__Задание 1__
Найдите в записях ниже все строки со словом «dirt» и выпишите каждую из них полностью.
--- Текст документа ---
Российские зрители не раз признавали «Интерстеллар» одним из лучших зарубежным фильмов. На подведении итогов народной кинопремии «Жорж» — картина Нолана стала триумфатором. Ну, что ж, хоть в чем-то мои вкусы совпадают со вкусом интернет-аудитории, ведь именно в Интернете выбирали победителей.
Но я не об этом, я хочу лишний раз рассказать о своем предположении, что «Интерстеллар», помимо Нолана и физика Торна, создал …Антон Чехов. Об этом я писал давно, когда фильм только вышел на экраны. Вы удивитесь, но я убежден — Нолан в «Интерстелларе» пытался разгадать тайну «Вишневого сада» (может, только на подсознательном уровне, хотя мне кажется, что осознанно). И, если кто заметил, то в фильме есть прямые отсылки к этой пьесе. «Многоуважаемый книжный шкаф», например.
Наш прекрасный Чехов, видимо, один из немногих, кто побывал в пятимерном пространстве. В этом году состоится выход неигрового, недокументального, неформатного фильма «Чехов Интерстеллар». О том, какие еще мысли были заложены в фильм — читайте в эссе для “Православия.фм“.
Чехов. Последнее откровение
Градус веры Чехова уже не первое десятилетие пытаются измерить и филологи, и богословы, и просто поклонники. Изучают произведения писателя сквозь лупу собственного взгляда на религию и духовность, зачитывают до дыр его письма и «Записные книжки», подчеркивая в них слова «Бог», «вера», «русский» (сам видел один такой экземпляр!). И все приходят к одному, в общем-то, выводу – нет, Чехов не верил, но человеком был достойным. Чехов – Человек. С недавних пор я пополнил ряды, изучающих духовность гения, – снимал про него фильм, и эта тема сама собой напрашивалась на осмысление. В помощники себе призвал известных режиссеров и актеров страны, потому что никто на самом деле не «разбирает» Чехова, никто не думает над ним, никто не трактует его так, как люди театра. А главное – они по-настоящему понимают и любят Антона Палыча (по количеству постановок в мире он уступает только Шекспиру).
--- Приведённые записи ---
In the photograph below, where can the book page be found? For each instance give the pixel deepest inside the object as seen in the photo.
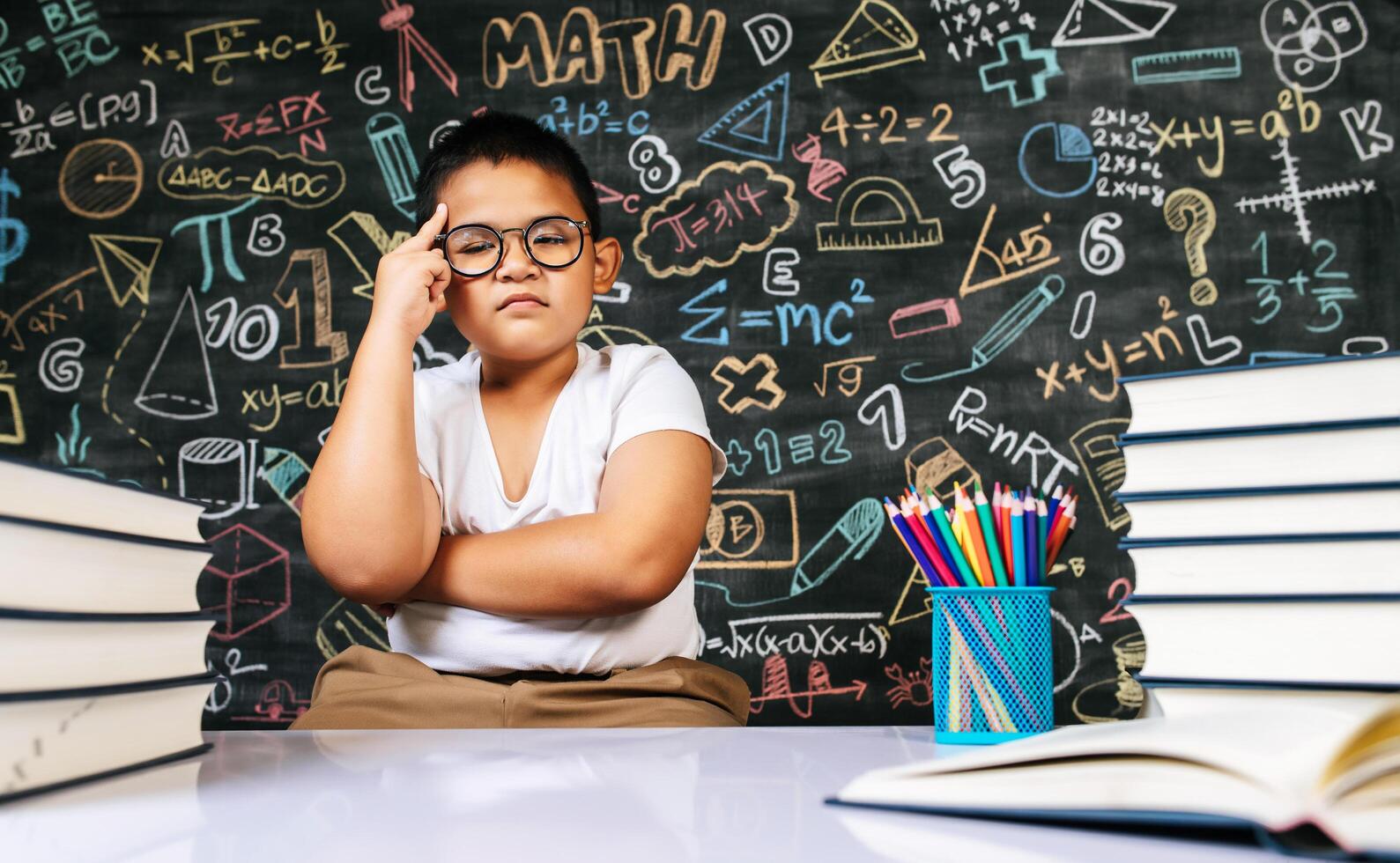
(1280, 750)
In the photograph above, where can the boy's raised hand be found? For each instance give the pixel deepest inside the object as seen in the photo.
(411, 282)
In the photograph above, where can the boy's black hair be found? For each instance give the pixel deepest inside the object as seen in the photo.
(497, 136)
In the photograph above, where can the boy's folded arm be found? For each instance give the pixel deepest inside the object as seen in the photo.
(627, 556)
(364, 513)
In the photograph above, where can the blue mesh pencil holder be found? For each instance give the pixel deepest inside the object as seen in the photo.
(991, 675)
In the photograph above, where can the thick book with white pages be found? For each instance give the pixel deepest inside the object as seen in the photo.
(1181, 698)
(44, 651)
(1347, 563)
(1333, 641)
(1311, 779)
(30, 490)
(1322, 389)
(52, 741)
(64, 568)
(1283, 511)
(1300, 455)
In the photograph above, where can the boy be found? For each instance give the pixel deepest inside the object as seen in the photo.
(530, 516)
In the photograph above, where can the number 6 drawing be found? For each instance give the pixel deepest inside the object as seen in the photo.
(962, 173)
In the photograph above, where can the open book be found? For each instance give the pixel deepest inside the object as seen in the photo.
(1316, 777)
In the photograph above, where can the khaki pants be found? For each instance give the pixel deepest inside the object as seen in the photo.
(367, 689)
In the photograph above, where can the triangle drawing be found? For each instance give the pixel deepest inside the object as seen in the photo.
(756, 126)
(1112, 21)
(180, 385)
(136, 256)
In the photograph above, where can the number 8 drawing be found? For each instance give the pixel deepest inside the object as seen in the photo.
(962, 173)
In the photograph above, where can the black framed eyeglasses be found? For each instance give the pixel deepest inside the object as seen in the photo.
(475, 249)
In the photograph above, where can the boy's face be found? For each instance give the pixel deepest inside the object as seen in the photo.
(513, 195)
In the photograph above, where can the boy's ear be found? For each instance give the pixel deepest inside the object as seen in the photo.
(606, 263)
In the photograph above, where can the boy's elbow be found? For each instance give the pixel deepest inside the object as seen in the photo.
(353, 575)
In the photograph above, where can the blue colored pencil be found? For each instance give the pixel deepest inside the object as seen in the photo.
(1018, 540)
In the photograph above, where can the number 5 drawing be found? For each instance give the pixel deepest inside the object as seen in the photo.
(962, 173)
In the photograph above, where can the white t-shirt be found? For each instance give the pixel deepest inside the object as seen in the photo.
(615, 394)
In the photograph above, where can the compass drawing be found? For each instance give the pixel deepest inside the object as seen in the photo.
(101, 178)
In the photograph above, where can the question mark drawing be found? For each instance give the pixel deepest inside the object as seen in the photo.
(1192, 211)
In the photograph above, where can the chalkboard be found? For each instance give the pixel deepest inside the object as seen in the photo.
(892, 242)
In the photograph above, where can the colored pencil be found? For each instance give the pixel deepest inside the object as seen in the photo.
(906, 511)
(1018, 542)
(1056, 501)
(950, 570)
(979, 546)
(1005, 536)
(989, 537)
(940, 554)
(1043, 527)
(910, 543)
(945, 529)
(1063, 530)
(1028, 509)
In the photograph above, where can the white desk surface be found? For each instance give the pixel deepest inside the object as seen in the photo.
(555, 794)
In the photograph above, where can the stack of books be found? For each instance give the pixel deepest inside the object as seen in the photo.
(1266, 532)
(101, 638)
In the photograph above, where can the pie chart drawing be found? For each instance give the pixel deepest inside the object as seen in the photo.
(1057, 159)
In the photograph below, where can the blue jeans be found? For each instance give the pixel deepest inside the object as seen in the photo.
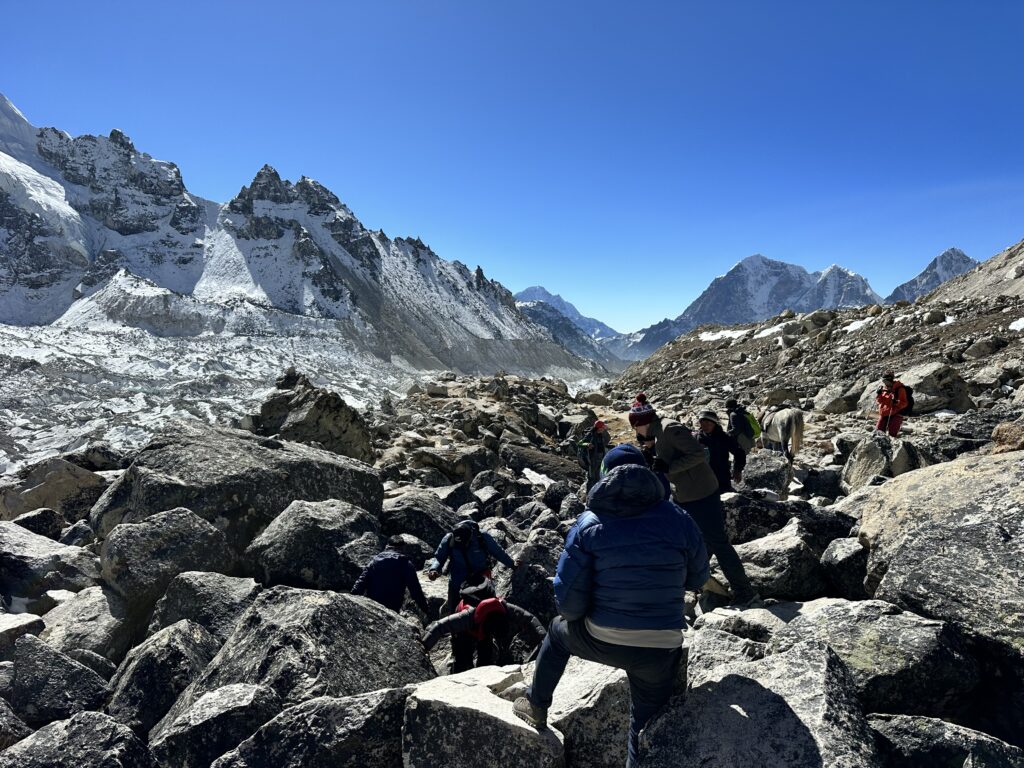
(710, 517)
(650, 672)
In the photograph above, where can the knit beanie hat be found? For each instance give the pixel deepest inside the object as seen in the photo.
(641, 414)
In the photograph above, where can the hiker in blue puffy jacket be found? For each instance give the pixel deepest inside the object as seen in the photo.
(621, 588)
(388, 576)
(470, 551)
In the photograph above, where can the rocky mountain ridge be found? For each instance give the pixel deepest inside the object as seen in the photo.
(77, 212)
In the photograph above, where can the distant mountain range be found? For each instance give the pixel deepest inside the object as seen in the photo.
(753, 290)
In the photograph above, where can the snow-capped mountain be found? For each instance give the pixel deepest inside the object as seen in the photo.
(93, 230)
(593, 328)
(570, 336)
(753, 290)
(946, 265)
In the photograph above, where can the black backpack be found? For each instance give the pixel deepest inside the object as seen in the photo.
(908, 410)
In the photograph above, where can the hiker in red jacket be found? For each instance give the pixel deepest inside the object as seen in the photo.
(480, 622)
(892, 400)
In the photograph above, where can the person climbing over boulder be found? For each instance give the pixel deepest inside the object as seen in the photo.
(388, 576)
(621, 586)
(591, 450)
(468, 551)
(481, 625)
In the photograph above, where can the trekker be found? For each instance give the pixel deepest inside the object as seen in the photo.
(388, 576)
(695, 488)
(591, 450)
(739, 427)
(480, 622)
(621, 586)
(470, 551)
(720, 445)
(892, 400)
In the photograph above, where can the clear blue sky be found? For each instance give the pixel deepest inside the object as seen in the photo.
(620, 154)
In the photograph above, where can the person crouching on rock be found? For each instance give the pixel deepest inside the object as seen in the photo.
(388, 576)
(621, 586)
(480, 623)
(470, 551)
(892, 400)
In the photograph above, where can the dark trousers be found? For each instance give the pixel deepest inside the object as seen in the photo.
(650, 672)
(710, 517)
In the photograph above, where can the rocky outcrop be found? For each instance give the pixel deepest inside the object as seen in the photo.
(235, 479)
(139, 559)
(795, 709)
(156, 672)
(303, 644)
(327, 732)
(214, 601)
(899, 662)
(303, 413)
(88, 739)
(217, 722)
(439, 711)
(322, 545)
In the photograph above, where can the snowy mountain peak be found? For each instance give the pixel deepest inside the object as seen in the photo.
(948, 264)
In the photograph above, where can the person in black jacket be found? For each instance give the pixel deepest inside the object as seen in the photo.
(479, 623)
(719, 445)
(388, 576)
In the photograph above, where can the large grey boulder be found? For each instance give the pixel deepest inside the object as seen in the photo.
(232, 478)
(787, 711)
(748, 518)
(458, 464)
(96, 620)
(972, 487)
(53, 483)
(304, 644)
(212, 600)
(49, 686)
(711, 648)
(303, 413)
(12, 729)
(899, 662)
(359, 731)
(767, 470)
(323, 545)
(936, 386)
(420, 513)
(217, 722)
(907, 741)
(440, 712)
(845, 564)
(12, 626)
(31, 564)
(139, 559)
(881, 455)
(156, 672)
(89, 739)
(782, 564)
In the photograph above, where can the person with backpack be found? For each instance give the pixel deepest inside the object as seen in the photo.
(720, 445)
(468, 552)
(388, 576)
(621, 586)
(482, 623)
(591, 450)
(694, 487)
(894, 400)
(743, 426)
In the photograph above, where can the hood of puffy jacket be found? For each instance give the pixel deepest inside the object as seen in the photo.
(628, 489)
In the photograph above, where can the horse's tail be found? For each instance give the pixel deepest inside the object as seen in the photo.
(798, 431)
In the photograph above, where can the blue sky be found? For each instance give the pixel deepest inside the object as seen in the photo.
(620, 156)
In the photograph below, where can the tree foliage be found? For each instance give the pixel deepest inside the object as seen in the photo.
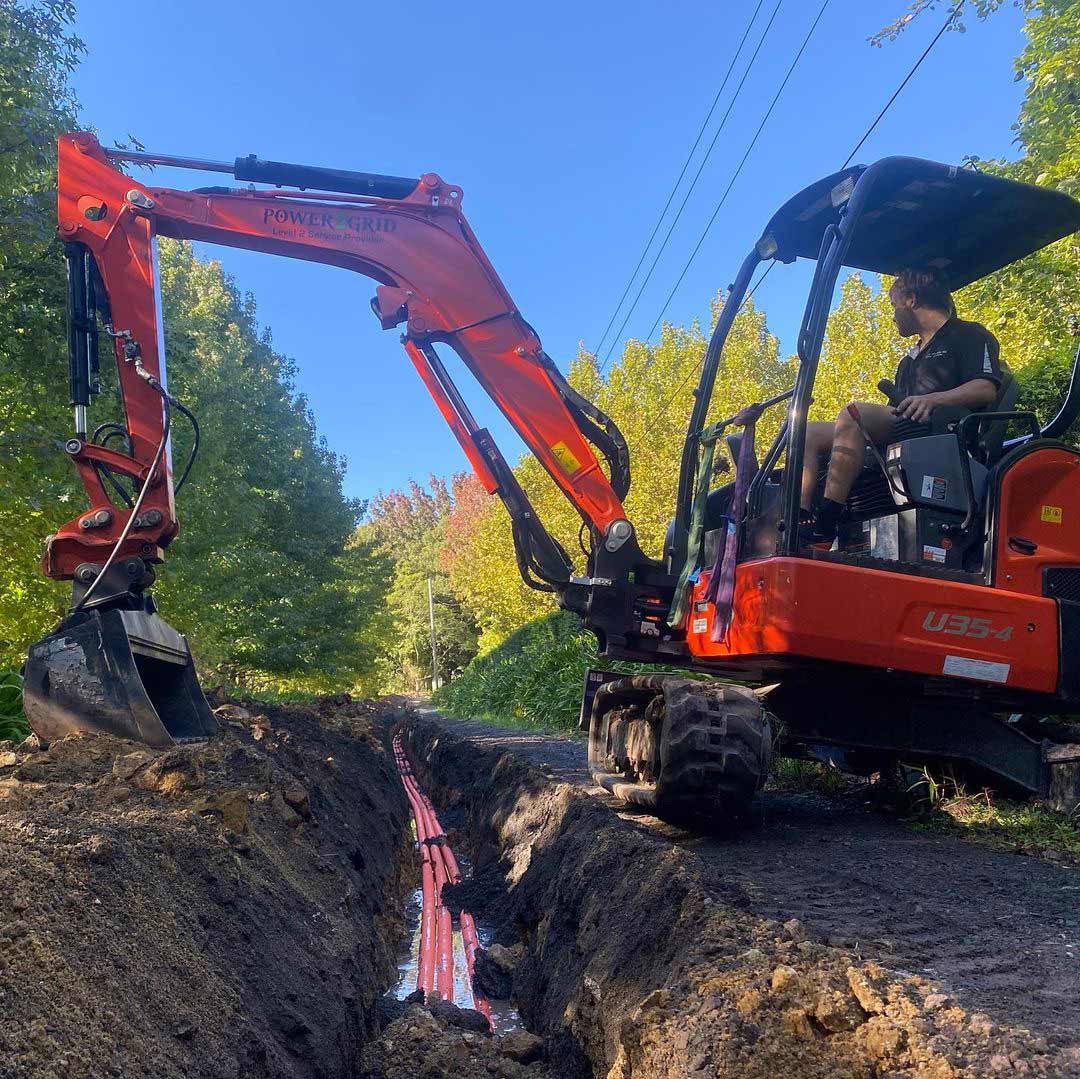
(266, 578)
(407, 529)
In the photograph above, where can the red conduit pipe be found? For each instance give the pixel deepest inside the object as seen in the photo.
(426, 971)
(436, 928)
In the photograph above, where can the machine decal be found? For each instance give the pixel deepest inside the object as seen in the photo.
(982, 670)
(564, 455)
(934, 487)
(964, 625)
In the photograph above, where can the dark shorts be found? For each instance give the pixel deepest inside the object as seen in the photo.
(909, 429)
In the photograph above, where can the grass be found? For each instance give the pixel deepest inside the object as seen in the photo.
(1025, 827)
(945, 806)
(534, 678)
(795, 776)
(13, 723)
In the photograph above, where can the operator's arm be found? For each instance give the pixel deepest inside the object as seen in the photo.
(975, 394)
(974, 369)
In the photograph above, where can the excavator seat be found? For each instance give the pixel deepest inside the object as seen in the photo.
(120, 672)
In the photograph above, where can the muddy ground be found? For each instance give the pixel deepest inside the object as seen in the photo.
(237, 909)
(216, 911)
(827, 940)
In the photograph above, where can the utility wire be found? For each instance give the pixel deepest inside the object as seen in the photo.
(693, 184)
(686, 378)
(686, 164)
(736, 174)
(948, 22)
(956, 11)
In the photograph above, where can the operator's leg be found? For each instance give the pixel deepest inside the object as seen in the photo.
(818, 444)
(845, 461)
(849, 447)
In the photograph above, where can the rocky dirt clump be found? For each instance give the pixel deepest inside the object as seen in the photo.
(644, 953)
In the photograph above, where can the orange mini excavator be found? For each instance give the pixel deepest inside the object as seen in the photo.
(942, 629)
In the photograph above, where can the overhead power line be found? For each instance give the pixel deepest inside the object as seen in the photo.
(739, 169)
(693, 184)
(869, 131)
(686, 164)
(750, 295)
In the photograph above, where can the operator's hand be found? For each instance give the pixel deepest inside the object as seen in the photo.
(918, 406)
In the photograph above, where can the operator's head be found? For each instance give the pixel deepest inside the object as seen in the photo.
(916, 293)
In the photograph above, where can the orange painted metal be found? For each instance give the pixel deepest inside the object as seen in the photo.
(433, 275)
(1039, 503)
(801, 607)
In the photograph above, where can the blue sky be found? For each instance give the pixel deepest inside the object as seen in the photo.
(565, 123)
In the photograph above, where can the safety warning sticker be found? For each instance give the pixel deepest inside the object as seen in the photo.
(982, 670)
(564, 455)
(934, 487)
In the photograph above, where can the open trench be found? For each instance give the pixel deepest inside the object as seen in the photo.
(247, 908)
(646, 952)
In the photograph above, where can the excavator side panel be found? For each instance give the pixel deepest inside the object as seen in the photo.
(805, 609)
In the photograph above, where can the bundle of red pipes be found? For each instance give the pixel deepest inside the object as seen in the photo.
(439, 866)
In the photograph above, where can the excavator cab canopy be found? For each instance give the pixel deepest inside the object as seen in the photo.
(959, 221)
(885, 217)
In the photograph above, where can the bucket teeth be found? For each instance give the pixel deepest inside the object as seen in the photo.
(121, 672)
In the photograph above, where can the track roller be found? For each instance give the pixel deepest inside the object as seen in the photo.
(693, 753)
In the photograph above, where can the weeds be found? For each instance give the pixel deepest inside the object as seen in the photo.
(793, 774)
(13, 723)
(534, 678)
(1026, 827)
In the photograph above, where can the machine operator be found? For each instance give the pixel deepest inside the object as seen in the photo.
(952, 363)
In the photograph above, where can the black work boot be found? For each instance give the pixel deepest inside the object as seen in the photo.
(818, 530)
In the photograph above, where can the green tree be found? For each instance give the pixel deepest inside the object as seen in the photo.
(408, 528)
(38, 487)
(648, 393)
(265, 577)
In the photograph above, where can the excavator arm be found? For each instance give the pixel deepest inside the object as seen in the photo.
(433, 279)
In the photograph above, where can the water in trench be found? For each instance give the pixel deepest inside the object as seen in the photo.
(503, 1013)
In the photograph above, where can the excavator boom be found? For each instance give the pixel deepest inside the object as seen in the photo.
(433, 278)
(113, 664)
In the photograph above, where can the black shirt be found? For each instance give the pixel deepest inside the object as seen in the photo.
(959, 352)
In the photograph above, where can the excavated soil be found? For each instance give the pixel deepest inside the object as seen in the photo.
(226, 909)
(824, 941)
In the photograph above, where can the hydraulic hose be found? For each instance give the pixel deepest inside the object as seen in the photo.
(138, 501)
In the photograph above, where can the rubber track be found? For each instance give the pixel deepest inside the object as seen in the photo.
(715, 752)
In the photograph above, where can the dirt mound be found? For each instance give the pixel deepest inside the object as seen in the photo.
(418, 1042)
(640, 951)
(223, 909)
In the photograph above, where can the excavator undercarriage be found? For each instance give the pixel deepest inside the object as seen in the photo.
(942, 629)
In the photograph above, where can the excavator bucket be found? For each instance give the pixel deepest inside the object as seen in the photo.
(123, 672)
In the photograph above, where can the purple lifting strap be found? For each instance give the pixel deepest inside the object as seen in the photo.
(721, 582)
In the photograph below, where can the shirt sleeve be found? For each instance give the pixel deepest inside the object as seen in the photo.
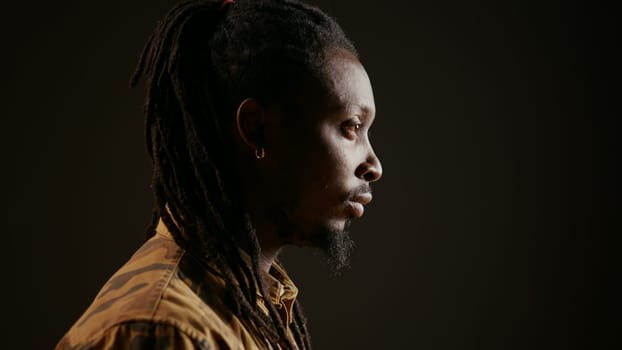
(140, 335)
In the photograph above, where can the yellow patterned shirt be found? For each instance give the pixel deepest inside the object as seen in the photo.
(162, 298)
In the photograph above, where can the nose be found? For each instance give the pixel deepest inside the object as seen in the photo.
(371, 169)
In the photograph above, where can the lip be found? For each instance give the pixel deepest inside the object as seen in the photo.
(363, 198)
(358, 202)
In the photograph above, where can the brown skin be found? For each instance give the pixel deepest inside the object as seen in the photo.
(318, 163)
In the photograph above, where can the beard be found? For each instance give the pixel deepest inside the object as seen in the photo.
(336, 244)
(337, 247)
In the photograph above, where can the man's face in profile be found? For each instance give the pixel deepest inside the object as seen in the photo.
(321, 162)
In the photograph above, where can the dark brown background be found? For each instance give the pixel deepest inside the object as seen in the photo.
(491, 229)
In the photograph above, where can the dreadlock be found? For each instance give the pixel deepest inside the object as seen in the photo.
(201, 61)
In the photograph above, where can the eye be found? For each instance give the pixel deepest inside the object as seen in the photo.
(351, 127)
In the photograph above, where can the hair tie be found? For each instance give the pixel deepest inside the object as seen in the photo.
(225, 3)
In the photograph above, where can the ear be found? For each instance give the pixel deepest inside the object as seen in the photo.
(249, 120)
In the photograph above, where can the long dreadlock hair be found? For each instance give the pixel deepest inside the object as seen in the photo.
(201, 61)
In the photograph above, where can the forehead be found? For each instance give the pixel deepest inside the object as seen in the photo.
(347, 84)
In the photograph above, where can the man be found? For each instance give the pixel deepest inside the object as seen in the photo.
(257, 119)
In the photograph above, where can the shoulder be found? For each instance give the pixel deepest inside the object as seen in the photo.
(148, 301)
(139, 335)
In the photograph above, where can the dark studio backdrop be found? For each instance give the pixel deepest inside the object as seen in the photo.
(491, 229)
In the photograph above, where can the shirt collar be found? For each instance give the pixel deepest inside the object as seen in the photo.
(281, 289)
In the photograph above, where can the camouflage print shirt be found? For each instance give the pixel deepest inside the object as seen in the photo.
(162, 298)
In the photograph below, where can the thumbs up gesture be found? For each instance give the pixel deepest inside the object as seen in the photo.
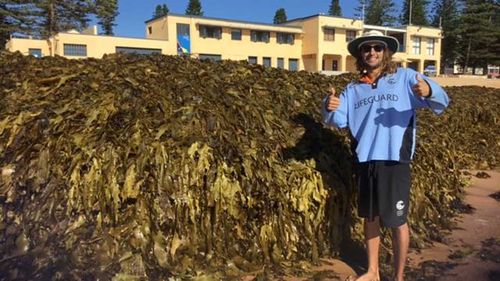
(333, 102)
(421, 89)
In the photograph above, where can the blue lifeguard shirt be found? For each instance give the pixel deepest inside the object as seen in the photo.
(382, 115)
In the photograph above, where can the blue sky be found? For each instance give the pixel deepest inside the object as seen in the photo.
(133, 13)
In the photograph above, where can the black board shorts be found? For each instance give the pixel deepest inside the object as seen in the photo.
(384, 191)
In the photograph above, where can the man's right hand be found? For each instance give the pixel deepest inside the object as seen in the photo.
(333, 102)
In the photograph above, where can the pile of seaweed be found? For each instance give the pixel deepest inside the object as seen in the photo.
(147, 167)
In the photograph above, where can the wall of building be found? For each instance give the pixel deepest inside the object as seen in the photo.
(97, 46)
(424, 33)
(225, 46)
(24, 44)
(309, 48)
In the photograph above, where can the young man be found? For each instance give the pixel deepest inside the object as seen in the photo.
(379, 110)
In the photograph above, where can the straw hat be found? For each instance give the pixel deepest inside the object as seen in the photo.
(390, 42)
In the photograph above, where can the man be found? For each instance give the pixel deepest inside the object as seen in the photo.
(379, 110)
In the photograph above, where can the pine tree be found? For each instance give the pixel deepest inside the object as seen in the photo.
(160, 11)
(280, 16)
(335, 9)
(60, 15)
(194, 8)
(478, 35)
(447, 18)
(15, 18)
(418, 12)
(379, 12)
(106, 11)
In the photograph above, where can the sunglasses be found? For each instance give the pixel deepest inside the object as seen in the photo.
(368, 48)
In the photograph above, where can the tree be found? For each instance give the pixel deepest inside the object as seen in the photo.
(106, 11)
(15, 18)
(479, 35)
(160, 11)
(280, 16)
(60, 15)
(194, 8)
(447, 18)
(335, 9)
(379, 12)
(414, 12)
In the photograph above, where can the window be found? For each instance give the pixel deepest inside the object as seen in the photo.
(416, 45)
(259, 36)
(210, 57)
(285, 38)
(235, 34)
(252, 60)
(75, 50)
(430, 46)
(37, 53)
(281, 63)
(350, 35)
(293, 64)
(207, 31)
(140, 51)
(329, 34)
(182, 29)
(266, 61)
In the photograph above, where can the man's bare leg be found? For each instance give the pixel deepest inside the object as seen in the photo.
(400, 244)
(372, 241)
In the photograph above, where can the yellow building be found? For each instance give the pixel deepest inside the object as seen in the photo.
(316, 43)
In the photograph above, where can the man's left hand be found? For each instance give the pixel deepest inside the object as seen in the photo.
(421, 88)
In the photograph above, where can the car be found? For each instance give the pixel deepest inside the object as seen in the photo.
(430, 70)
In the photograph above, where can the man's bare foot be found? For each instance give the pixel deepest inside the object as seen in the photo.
(369, 276)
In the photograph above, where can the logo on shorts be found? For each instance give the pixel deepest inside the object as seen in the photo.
(400, 206)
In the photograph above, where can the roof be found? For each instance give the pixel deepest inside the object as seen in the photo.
(221, 19)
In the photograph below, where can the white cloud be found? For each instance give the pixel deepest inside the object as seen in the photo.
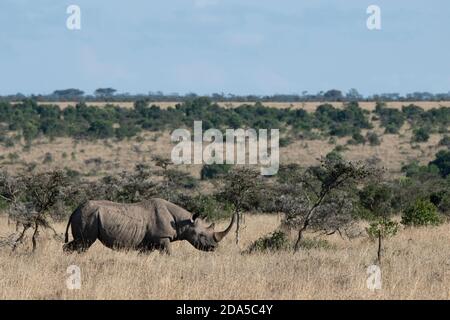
---
__Задание 2__
Извлеките из текста о Чехове и «Интерстелларе» всё от слов «Российские зрители не» до слов «Интернете выбирали победителей.» включительно, без изменений.

__Ответ 1__
In the photograph above, where can the rocky dirt clump be found? For each instance give the pixel deepest inside the object as seen in the photo.
In the photograph above, where can the dirt mound be found? For each instance give the pixel deepest inside the object as seen in the photo.

__Ответ 2__
Российские зрители не раз признавали «Интерстеллар» одним из лучших зарубежным фильмов. На подведении итогов народной кинопремии «Жорж» — картина Нолана стала триумфатором. Ну, что ж, хоть в чем-то мои вкусы совпадают со вкусом интернет-аудитории, ведь именно в Интернете выбирали победителей.